··· SELECTION

Snoqualmi Realty Co. v. Moynihan

Decision Date10 February 1904
Citation78 S.W. 1014,179 Mo. 629
PartiesSNOQUALMI REALTY CO. v. MOYNIHAN et al.
CourtMissouri Supreme Court

4. In an action on a building contractor's bond by the owner it appeared that woodwork put in by the contractor was not according to the specifications, but that, instead of taking it out, the owner painted it, and defendant objected to an allowance in favor of plaintiff of the cost of the painting, claiming that, if the work was not done according to the specifications, plaintiff should have made it conform to the specifications, and held defendant liable for the cost of so doing. Held that, the court having ruled in accordance with the contention, and charged defendant with the amount of a bid which plaintiff had obtained for the work, defendant, on appeal, could not complain of the ruling.

5. Where a building contract required San Domingo mahogany to be used in certain portions of the building, evidence was admissible to show that the phrase "San Domingo mahogany" was a trade term in the locality, and that it meant not necessarily mahogany grown in San Domingo, but a good figured mahogany equal in density to the San Domingo variety.

6. A building contract required that San Domingo mahogany be used in a portion of the building, and in an action by the owner on the contractor's bond for failure to do the work as required it appeared that the subcontractor having charge of the mahogany work had found it impossible to secure in the locality mahogany grown in San Domingo, but that he showed a sample of Mexican mahogany to the architect, who approved of the same, and it was shown that the phrase "San Domingo mahogany" was a trade term in the locality, meaning a good figured mahogany of the same density as the San Domingo variety. Held, that the contract meant by the phrase "San Domingo mahogany" any good figured mahogany of the density of that grown in San Domingo.

······
··· RECORDED INFORMATION

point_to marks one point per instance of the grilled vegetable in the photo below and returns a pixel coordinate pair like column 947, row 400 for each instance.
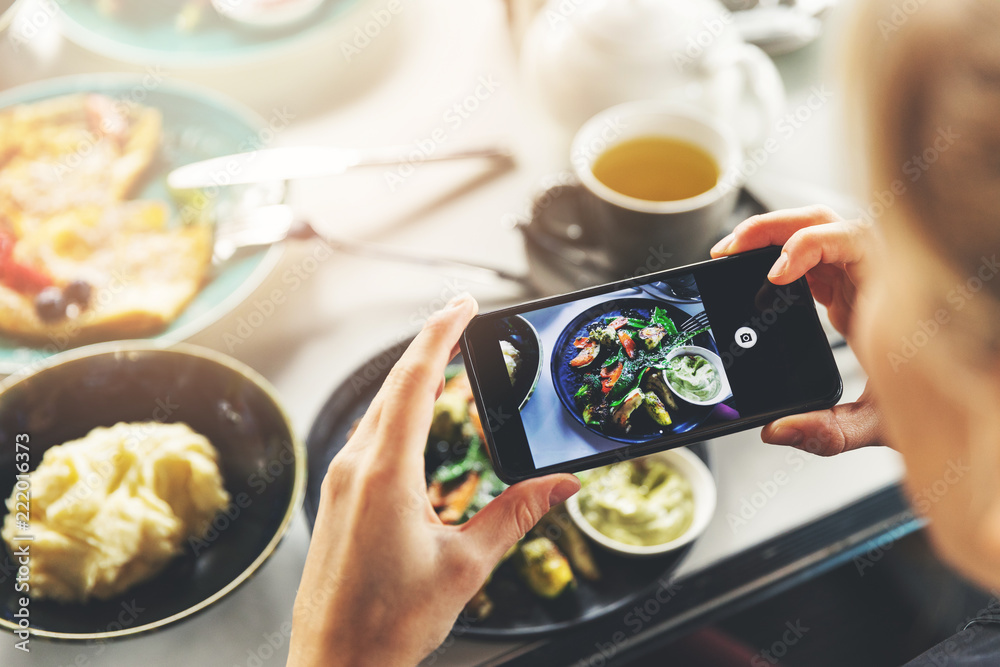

······

- REQUIRED TASK 1 -
Copy the Snoqualmi Realty decision summary starting at "4. In an action" and ending at "of the ruling.".
- REQUIRED TASK 2 -
Based on the Snoqualmi Realty decision summary, mark each statement yes or no and quote the words that settle it. (a) The decision is dated 10 February 1904. (b) The sample the subcontractor showed the architect was San Domingo mahogany. (c) The owner removed the woodwork that did not match the specifications.
- REQUIRED TASK 3 -
Go on with the Snoqualmi Realty decision summary from its last sentence.

- WRITTEN ANSWER 1 -
4. In an action on a building contractor's bond by the owner it appeared that woodwork put in by the contractor was not according to the specifications, but that, instead of taking it out, the owner painted it, and defendant objected to an allowance in favor of plaintiff of the cost of the painting, claiming that, if the work was not done according to the specifications, plaintiff should have made it conform to the specifications, and held defendant liable for the cost of so doing. Held that, the court having ruled in accordance with the contention, and charged defendant with the amount of a bid which plaintiff had obtained for the work, defendant, on appeal, could not complain of the ruling.

- WRITTEN ANSWER 2 -
(a) Yes: "Decision Date10 February 1904"
(b) No: "he showed a sample of Mexican mahogany to the architect, who approved of the same"
(c) No: "instead of taking it out, the owner painted it"

- WRITTEN ANSWER 3 -
7. In an action on a building contractor's bond by the owner for failure of the contractor to properly perform his contract it appeared that plaintiff had caused a considerable amount of the work to be done over, but that he was not justified in such conduct as concerned the bulk of it, and he claimed damages for the cost of a watchman, and fuel for heating the building while the work of refinishing was in progress. Held that, the claim being in bulk, and there being no sufficient data for apportioning the claim between the part that plaintiff was entitled to and the part that he was not, there could be no recovery of such damages.

8. Where, in an action by the owner on a building contract, it clearly appears that the specifications under which the work was done were the specifications intended by the contract, the parties are bound thereby, notwithstanding that they did not identify the specifications as the contract required, but they were signed by the architect alone.

9. The fact that a building contractor put in a brick wall and certain additional supports not called for by the specifications, he making no claim for extra work therefor, could not operate to release the surety on the contractor's bond.

10. A building contract contemplated that alterations might be made in the plans and specifications, and that the architect should have power to add or omit work as might be deemed necessary, and that the contractor should be paid for additional work. The cellar of the building was not excavated to the depth contemplated, but the dimensions and amount of work were otherwise unchanged, and in an action on the contractor's bond the surety claimed that, if there had been any deviation from the specifications in other particulars, it was authorized by the architect, who had authority to do so. Held, that the surety was estopped to claim that the architect had not the power to order the omission of the excavation in question.

Appeal from St. Louis Circuit Court; Selden P. Spencer, Judge.

Action by the Snoqualmi Realty Company against Patrick J. Moynihan and others. From the judgment both parties appeal. Affirmed.

Geo. W. Lubke, for plaintiff. Johnson & Richards, Geo. H. Williams, Henry W. Allen, and Campbell & Thompson, for defendants.

MARSHALL, J.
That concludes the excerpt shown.